RECORDS FOR THIS TASK:

- Opening Delimiter -

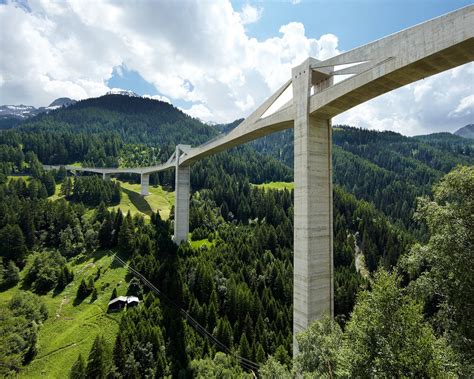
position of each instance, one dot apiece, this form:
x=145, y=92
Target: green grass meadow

- Closing Delimiter -
- Opening Delimiter -

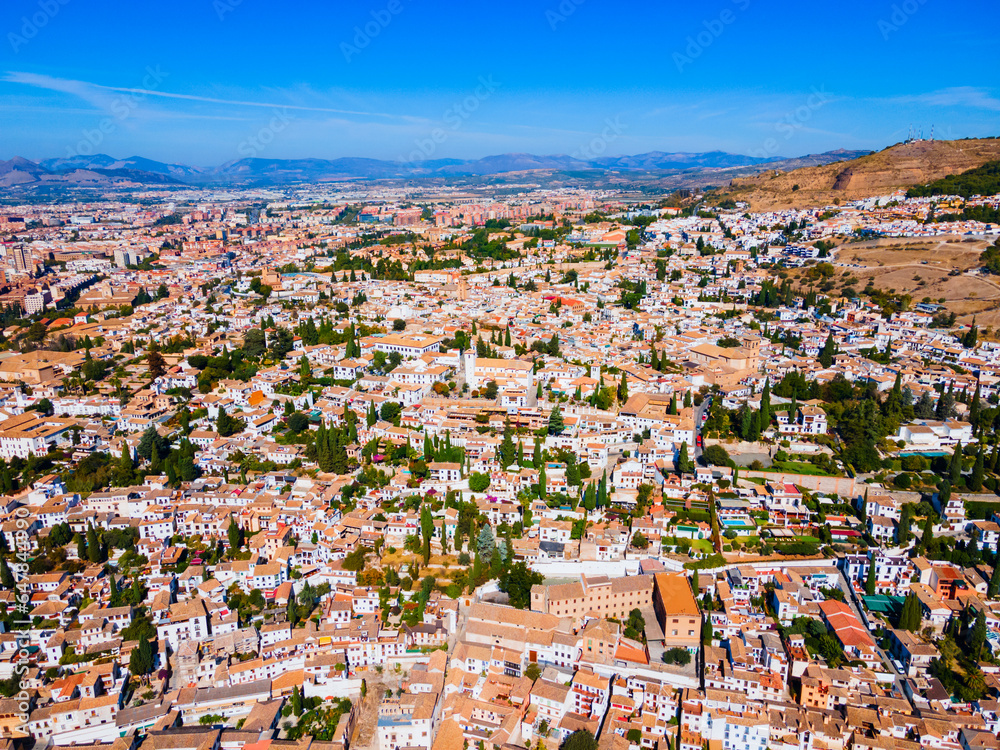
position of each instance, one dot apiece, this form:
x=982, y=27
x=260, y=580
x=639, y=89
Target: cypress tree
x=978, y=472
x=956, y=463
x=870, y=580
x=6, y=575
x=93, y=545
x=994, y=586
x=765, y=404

- Closing Delimiter -
- Opening Delimiter -

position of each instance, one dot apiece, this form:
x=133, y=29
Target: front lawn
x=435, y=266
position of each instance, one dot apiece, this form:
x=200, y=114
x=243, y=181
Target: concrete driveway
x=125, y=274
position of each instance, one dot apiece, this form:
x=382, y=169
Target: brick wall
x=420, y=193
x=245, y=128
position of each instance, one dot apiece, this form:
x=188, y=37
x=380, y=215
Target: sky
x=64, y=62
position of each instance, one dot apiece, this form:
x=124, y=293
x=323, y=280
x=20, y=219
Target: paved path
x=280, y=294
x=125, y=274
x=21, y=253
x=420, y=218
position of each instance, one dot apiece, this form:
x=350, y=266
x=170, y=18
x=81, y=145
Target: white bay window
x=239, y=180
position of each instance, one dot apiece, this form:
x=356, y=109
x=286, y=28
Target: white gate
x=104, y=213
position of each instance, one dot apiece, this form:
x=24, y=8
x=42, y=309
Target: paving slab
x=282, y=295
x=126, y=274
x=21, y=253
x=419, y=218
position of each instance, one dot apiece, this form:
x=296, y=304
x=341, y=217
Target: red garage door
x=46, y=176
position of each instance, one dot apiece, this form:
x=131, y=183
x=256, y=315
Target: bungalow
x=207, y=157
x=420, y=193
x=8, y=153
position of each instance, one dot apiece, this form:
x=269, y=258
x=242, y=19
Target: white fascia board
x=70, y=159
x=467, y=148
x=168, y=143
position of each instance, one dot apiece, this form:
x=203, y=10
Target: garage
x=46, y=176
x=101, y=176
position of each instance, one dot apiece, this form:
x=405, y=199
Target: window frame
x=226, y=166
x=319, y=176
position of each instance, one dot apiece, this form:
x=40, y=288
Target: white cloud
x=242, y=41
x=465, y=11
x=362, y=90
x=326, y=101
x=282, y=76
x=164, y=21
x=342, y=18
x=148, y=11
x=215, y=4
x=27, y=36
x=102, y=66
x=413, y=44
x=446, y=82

- Closing Delimiter -

WHAT THE TASK ASKS:
Above are the records; from them, give again exactly the lines from the one containing "Target: white bay window" through the one containing "x=42, y=309", both included.

FINAL ANSWER:
Target: white bay window
x=239, y=180
position of each instance, one dot apiece, this form:
x=356, y=109
x=286, y=28
Target: white gate
x=104, y=213
position of each instance, one dot apiece, this form:
x=24, y=8
x=42, y=309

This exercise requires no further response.